Exercise objective: Quote all of the data below exactly, please.

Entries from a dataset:
· · · · ·
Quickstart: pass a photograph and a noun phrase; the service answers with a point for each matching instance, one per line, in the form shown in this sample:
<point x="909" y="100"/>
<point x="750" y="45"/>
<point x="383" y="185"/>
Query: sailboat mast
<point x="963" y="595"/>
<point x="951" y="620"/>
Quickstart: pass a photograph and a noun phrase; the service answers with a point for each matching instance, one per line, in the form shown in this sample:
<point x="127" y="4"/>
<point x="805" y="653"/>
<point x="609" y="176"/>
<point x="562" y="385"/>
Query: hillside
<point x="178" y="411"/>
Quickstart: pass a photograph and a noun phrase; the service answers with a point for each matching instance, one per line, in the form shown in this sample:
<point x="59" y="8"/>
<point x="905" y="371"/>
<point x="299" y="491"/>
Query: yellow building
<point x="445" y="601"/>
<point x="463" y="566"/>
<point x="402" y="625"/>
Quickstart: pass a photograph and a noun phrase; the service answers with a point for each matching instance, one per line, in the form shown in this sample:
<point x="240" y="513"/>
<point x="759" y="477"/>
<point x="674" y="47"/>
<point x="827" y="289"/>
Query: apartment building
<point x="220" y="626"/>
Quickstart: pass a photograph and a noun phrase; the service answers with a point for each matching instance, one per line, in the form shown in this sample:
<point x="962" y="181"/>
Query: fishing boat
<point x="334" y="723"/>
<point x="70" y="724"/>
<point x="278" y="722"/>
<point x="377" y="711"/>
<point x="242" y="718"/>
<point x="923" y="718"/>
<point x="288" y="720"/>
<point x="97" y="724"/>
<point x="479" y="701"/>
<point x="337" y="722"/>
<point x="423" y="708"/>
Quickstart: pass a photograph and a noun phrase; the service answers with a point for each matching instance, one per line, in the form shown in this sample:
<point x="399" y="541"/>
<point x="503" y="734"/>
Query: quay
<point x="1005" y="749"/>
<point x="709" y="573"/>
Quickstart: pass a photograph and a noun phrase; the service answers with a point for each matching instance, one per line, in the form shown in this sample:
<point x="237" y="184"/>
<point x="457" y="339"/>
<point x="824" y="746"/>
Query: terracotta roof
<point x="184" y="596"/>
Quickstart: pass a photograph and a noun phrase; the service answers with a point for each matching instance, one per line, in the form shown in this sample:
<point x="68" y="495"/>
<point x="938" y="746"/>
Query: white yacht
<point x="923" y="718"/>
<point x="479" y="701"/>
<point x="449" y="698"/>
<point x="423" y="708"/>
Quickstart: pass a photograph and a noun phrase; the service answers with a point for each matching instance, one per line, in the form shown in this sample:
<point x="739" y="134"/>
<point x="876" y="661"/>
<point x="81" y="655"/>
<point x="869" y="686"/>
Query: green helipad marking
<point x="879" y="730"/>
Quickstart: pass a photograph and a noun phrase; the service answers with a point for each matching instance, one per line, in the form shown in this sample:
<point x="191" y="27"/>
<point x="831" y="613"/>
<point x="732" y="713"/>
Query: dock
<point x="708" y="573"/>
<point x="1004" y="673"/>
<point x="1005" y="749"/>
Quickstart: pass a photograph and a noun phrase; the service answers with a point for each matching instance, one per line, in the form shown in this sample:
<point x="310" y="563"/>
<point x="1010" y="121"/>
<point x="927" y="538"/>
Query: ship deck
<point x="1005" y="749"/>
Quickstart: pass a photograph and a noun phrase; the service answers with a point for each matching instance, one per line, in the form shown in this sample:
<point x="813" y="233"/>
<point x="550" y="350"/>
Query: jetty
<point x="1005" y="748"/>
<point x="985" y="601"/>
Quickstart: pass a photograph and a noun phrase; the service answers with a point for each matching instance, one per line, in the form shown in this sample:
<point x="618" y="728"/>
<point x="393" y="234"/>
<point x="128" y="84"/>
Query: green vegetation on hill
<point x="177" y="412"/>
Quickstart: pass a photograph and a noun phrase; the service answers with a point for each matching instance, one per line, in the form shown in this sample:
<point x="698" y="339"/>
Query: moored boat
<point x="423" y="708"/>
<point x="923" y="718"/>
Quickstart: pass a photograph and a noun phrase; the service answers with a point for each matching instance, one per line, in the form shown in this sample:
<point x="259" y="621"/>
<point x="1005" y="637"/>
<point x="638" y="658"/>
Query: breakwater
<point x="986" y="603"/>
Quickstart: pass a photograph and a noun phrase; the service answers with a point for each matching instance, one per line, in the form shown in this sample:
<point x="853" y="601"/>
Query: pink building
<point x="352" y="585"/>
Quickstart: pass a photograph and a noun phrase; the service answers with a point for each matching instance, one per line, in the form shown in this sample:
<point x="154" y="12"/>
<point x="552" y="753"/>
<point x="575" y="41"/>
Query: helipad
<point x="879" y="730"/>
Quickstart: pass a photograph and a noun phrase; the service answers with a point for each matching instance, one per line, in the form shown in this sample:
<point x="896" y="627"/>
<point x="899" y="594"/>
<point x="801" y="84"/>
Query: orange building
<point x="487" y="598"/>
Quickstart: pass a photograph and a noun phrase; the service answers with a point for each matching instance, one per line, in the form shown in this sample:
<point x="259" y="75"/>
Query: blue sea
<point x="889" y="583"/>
· · · · ·
Task answer:
Quickstart: pass a photograph and a noun phrase; the service answers with a point for each matching instance, one per line, in the form shown in this sample:
<point x="909" y="100"/>
<point x="750" y="45"/>
<point x="383" y="185"/>
Query: sailboat mast
<point x="963" y="595"/>
<point x="951" y="620"/>
Quickstart: pass a photograph and a noun phrase; the service answers with a point for each matching instance, one per line, in the form shown in this sample:
<point x="127" y="4"/>
<point x="805" y="653"/>
<point x="609" y="176"/>
<point x="562" y="385"/>
Query: hillside
<point x="178" y="411"/>
Quickstart: pass a photograph and a noun phrase; the service answers with a point for each matching instance, one per line, in the form shown in this sample:
<point x="59" y="8"/>
<point x="905" y="371"/>
<point x="299" y="491"/>
Query: yellow building
<point x="445" y="601"/>
<point x="463" y="566"/>
<point x="402" y="625"/>
Quickstart: pass a photograph and a noun phrase; the service answers with a point for each matching instance, one per line, in the form shown in this sample:
<point x="240" y="513"/>
<point x="759" y="477"/>
<point x="674" y="47"/>
<point x="827" y="289"/>
Query: apartment building
<point x="220" y="626"/>
Quickstart: pass a photograph and a noun phrase; the service answers with a point for each matching instance, one per line, in the form shown in this sample:
<point x="962" y="181"/>
Query: fishing boat
<point x="334" y="723"/>
<point x="70" y="724"/>
<point x="278" y="722"/>
<point x="377" y="711"/>
<point x="242" y="718"/>
<point x="923" y="718"/>
<point x="288" y="720"/>
<point x="97" y="724"/>
<point x="479" y="701"/>
<point x="337" y="722"/>
<point x="423" y="708"/>
Quickstart: pass a photograph and a noun phrase; the service answers with a point for each matching instance, one per line, in the form shown in this sample:
<point x="399" y="541"/>
<point x="503" y="734"/>
Query: quay
<point x="1005" y="749"/>
<point x="709" y="573"/>
Quickstart: pass a photograph and a noun phrase; the service answers with a point for each matching instance, one per line, in the form shown in this sample:
<point x="237" y="184"/>
<point x="457" y="339"/>
<point x="824" y="746"/>
Query: terracotta roof
<point x="184" y="596"/>
Quickstart: pass a photograph and a noun phrase; the service answers with a point for each matching instance, one per line, in the form shown in this sample:
<point x="68" y="495"/>
<point x="938" y="746"/>
Query: white yacht
<point x="923" y="718"/>
<point x="479" y="701"/>
<point x="449" y="698"/>
<point x="423" y="708"/>
Quickstart: pass a photograph and a noun phrase; the service answers with a point for each matching instance, one per line, in the form shown in this sample:
<point x="739" y="134"/>
<point x="876" y="661"/>
<point x="81" y="655"/>
<point x="869" y="686"/>
Query: green helipad marking
<point x="879" y="730"/>
Quickstart: pass a photograph and a noun phrase; the service answers with a point for each matching instance, one per line, in the form shown in this sample:
<point x="191" y="27"/>
<point x="831" y="613"/>
<point x="732" y="713"/>
Query: dock
<point x="708" y="573"/>
<point x="1004" y="673"/>
<point x="1005" y="749"/>
Quickstart: pass a photograph and a noun phrase; the service answers with a point for each matching instance, one per line, in the form shown in this sample:
<point x="310" y="563"/>
<point x="1010" y="121"/>
<point x="927" y="538"/>
Query: ship deck
<point x="1005" y="749"/>
Quickstart: pass a photograph and a noun phrase; the service answers with a point for each matching instance, one per line, in the form shown in this sample:
<point x="813" y="233"/>
<point x="550" y="350"/>
Query: jetty
<point x="1005" y="748"/>
<point x="985" y="601"/>
Quickstart: pass a photograph and a noun phrase; the service answers with a point for each matching instance, one per line, in the form shown in this sample:
<point x="618" y="728"/>
<point x="393" y="234"/>
<point x="128" y="84"/>
Query: green vegetation on hill
<point x="177" y="412"/>
Quickstart: pass a photograph and a noun phrase; the service answers with a point for each matching instance, one per line, in the form shown in this sample:
<point x="698" y="339"/>
Query: moored boat
<point x="423" y="708"/>
<point x="923" y="718"/>
Quickstart: pass a photograph and a noun phrase; the service answers with a point for each matching instance, one per line, in the form shown in this sample:
<point x="259" y="621"/>
<point x="1005" y="637"/>
<point x="638" y="658"/>
Query: breakwater
<point x="986" y="603"/>
Quickstart: pass a photograph and a noun phrase; the service answers with a point for each matching instance, one per line, in the form shown in this sample:
<point x="853" y="601"/>
Query: pink building
<point x="352" y="585"/>
Quickstart: pass a photograph and a noun phrase; the service answers with a point for each matching instance, one per line, in the form shown in this sample:
<point x="154" y="12"/>
<point x="552" y="753"/>
<point x="575" y="41"/>
Query: helipad
<point x="879" y="730"/>
Quickstart: pass a photograph and a noun phrase; the service answers with a point for each matching instance, one per line, in the form shown in this sample:
<point x="896" y="627"/>
<point x="899" y="594"/>
<point x="801" y="84"/>
Query: orange building
<point x="487" y="598"/>
Quickstart: pass a photograph and a noun phrase; the service answers with a point for each matching instance, one per line, in the form shown in this sample:
<point x="259" y="75"/>
Query: blue sea
<point x="889" y="583"/>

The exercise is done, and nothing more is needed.